Would you please report how many lines of the listing contain "chimney"? Reply with that number only.

☆ ☆ ☆ ☆ ☆ ☆ ☆

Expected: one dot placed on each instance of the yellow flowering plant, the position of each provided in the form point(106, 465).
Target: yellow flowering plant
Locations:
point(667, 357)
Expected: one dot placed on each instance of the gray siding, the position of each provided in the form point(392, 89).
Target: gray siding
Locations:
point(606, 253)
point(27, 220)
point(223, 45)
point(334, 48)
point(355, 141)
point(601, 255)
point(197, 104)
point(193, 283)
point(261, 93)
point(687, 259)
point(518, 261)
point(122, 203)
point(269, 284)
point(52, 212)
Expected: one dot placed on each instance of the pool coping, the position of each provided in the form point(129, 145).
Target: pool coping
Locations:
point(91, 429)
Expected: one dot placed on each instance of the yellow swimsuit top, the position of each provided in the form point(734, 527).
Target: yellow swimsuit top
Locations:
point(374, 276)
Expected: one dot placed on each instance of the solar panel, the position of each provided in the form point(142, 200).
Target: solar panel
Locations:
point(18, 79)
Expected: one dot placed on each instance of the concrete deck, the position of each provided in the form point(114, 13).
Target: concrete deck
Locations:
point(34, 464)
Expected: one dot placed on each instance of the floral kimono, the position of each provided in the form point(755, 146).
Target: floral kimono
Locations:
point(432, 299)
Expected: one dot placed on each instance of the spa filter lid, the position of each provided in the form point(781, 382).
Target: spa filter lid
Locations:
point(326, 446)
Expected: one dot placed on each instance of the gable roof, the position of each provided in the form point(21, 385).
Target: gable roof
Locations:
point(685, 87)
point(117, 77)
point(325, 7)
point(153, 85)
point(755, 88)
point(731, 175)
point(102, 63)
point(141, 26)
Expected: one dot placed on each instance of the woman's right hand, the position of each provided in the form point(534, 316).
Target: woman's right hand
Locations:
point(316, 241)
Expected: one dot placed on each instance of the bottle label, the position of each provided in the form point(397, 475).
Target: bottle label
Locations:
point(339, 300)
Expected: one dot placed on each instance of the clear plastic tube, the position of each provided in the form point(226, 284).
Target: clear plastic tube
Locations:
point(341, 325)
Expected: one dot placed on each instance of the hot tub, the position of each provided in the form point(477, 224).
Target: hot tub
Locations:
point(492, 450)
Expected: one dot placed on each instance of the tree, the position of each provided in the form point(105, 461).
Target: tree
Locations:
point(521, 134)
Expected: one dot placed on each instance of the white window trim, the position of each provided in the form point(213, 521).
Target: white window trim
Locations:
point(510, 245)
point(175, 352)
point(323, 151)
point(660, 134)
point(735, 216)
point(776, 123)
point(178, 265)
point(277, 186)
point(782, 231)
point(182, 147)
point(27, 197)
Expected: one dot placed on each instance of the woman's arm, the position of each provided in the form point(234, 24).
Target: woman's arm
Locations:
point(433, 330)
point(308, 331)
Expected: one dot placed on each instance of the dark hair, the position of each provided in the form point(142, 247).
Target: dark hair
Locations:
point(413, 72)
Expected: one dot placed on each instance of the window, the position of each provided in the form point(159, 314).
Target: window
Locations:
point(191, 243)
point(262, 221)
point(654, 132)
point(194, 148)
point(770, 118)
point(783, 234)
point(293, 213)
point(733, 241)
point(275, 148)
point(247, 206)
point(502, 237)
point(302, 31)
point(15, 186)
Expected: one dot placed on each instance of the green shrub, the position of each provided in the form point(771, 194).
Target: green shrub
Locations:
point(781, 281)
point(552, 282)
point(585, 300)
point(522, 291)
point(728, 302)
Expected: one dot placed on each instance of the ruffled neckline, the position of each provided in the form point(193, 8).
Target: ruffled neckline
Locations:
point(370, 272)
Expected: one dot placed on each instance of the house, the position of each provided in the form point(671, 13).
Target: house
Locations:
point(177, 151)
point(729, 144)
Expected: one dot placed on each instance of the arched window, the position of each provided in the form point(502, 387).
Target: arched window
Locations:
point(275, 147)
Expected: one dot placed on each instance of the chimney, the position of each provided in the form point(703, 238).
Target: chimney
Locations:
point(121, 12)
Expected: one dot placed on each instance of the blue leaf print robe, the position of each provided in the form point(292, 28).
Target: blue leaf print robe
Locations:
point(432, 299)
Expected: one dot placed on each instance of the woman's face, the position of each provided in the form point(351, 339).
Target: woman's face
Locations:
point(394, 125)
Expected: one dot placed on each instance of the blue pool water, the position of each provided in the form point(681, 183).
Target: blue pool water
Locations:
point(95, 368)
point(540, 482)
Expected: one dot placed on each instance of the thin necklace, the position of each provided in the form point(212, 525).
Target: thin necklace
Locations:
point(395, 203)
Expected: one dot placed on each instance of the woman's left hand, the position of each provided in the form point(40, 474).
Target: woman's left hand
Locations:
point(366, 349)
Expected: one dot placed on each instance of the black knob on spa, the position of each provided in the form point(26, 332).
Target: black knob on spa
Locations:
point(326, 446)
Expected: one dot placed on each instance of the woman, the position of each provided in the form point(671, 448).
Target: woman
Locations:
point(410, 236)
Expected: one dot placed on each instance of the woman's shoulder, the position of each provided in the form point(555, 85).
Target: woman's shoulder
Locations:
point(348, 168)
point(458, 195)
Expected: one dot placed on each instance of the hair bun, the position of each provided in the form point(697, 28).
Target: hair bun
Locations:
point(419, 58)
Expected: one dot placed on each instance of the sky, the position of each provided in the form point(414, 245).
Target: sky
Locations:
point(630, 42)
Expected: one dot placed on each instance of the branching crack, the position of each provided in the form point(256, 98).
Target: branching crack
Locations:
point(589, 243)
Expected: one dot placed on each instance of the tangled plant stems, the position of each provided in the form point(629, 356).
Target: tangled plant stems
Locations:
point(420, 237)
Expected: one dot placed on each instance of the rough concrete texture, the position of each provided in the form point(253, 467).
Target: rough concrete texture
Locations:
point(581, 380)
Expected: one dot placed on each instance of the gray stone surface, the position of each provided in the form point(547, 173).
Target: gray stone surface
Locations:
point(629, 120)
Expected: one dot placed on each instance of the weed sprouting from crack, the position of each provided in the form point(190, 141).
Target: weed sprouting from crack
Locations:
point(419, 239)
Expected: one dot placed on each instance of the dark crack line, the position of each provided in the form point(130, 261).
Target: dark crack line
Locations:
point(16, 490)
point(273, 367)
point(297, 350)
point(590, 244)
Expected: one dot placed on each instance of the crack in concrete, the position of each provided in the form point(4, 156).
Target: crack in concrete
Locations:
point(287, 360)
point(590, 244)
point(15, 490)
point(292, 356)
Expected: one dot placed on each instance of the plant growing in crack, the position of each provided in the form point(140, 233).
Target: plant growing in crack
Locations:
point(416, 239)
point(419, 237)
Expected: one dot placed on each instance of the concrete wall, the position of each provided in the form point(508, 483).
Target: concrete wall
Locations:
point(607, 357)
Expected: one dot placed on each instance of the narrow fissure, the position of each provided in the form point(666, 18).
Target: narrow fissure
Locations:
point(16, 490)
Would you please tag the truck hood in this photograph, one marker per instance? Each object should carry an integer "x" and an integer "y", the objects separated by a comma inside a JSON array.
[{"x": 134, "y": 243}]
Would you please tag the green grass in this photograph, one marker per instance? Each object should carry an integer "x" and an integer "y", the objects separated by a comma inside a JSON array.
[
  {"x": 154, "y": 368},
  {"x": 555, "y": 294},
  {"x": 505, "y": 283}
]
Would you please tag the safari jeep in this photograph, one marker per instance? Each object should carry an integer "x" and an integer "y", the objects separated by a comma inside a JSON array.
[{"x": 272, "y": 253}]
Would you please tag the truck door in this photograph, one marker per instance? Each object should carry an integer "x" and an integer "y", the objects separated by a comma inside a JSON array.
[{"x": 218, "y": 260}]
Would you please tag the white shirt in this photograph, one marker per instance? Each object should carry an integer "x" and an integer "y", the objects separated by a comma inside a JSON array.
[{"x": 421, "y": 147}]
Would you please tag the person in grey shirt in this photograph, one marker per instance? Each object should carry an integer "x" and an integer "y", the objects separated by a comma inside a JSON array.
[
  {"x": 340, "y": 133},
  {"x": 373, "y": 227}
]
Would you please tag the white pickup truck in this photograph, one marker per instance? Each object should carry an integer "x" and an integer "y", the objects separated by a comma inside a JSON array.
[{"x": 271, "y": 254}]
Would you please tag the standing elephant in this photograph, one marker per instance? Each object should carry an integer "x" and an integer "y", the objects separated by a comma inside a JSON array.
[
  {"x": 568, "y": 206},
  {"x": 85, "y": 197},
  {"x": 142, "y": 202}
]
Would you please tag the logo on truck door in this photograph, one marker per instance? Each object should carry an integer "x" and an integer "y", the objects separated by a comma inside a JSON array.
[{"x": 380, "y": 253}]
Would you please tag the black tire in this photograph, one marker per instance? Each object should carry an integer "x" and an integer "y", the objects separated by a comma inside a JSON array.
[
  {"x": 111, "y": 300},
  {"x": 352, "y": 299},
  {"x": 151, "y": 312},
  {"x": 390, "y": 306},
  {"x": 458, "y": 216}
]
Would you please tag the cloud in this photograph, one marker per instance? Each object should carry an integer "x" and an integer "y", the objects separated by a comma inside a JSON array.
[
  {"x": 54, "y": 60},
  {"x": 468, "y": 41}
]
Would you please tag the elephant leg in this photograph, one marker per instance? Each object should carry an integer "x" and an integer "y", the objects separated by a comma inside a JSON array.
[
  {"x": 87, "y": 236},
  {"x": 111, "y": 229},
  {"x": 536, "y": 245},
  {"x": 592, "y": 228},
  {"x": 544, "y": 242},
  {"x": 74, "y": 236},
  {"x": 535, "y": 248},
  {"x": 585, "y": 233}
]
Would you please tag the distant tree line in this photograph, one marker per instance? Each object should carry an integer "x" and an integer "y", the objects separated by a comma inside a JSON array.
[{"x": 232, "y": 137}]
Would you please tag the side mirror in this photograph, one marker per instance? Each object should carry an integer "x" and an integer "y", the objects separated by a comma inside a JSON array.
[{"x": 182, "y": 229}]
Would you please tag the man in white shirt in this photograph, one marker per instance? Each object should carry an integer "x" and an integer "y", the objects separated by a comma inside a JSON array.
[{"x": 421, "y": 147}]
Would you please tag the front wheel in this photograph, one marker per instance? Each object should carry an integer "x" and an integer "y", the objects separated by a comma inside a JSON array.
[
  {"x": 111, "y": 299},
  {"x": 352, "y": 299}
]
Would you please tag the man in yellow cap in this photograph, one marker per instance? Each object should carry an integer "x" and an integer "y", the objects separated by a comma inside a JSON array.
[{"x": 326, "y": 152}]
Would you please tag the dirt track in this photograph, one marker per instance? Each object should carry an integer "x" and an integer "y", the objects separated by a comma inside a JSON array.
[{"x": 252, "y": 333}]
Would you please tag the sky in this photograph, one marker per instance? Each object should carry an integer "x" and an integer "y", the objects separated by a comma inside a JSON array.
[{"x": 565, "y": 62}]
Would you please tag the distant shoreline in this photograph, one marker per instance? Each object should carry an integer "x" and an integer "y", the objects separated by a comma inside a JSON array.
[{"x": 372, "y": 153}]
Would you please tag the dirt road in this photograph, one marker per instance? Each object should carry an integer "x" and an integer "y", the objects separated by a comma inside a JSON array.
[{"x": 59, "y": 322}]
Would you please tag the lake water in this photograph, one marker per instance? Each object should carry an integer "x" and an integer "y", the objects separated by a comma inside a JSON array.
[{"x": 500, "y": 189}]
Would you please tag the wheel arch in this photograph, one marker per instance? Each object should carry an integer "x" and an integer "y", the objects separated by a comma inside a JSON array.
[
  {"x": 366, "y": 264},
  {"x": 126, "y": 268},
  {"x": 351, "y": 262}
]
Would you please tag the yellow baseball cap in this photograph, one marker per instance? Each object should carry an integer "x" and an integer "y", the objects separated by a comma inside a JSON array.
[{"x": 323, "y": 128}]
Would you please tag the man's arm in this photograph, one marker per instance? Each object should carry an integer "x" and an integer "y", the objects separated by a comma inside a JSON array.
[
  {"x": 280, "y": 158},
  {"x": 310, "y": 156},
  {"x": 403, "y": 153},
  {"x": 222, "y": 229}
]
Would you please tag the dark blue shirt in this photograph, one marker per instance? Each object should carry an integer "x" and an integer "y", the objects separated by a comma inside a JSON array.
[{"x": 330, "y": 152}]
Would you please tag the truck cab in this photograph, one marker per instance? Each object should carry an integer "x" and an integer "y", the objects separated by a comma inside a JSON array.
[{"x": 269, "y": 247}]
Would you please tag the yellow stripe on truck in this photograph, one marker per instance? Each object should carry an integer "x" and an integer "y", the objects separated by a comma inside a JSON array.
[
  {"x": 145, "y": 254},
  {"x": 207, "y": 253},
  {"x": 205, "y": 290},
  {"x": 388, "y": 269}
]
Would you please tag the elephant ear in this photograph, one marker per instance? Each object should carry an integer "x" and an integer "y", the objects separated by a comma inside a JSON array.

☆ ☆ ☆ ☆ ☆ ☆ ☆

- [Response area]: 2